### Stored items

--------

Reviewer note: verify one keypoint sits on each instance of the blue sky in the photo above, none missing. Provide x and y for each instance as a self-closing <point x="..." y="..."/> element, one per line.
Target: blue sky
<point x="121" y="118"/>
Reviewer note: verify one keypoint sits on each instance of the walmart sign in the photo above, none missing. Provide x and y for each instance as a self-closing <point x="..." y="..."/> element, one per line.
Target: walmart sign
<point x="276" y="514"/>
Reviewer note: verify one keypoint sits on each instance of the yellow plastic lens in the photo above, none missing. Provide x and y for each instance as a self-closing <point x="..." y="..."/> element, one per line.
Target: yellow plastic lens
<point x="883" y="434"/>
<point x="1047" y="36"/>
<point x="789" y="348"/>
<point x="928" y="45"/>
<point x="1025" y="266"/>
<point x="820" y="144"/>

--------

Using the data above, return each line exactly as written.

Reviewer note: verify one keypoint sits on each instance of the blue sky in the photo above, none missing. Provide x and y for each instance as a self-closing <point x="..." y="..."/> element, one per line.
Target: blue sky
<point x="121" y="118"/>
Reviewer note: verify one keypoint sits on each instance of the walmart sign in the photo above, none missing. Provide x and y for each instance as a self-closing <point x="..." y="..."/> element, one per line.
Target: walmart sign
<point x="276" y="514"/>
Reviewer note: verify one keypoint sits on each instance of the yellow plastic lens in the photo above, none missing. Provide x and y for each instance as a self-closing <point x="..." y="..."/> element, one per line.
Target: yellow plastic lens
<point x="883" y="434"/>
<point x="1047" y="36"/>
<point x="789" y="348"/>
<point x="928" y="45"/>
<point x="1025" y="266"/>
<point x="820" y="144"/>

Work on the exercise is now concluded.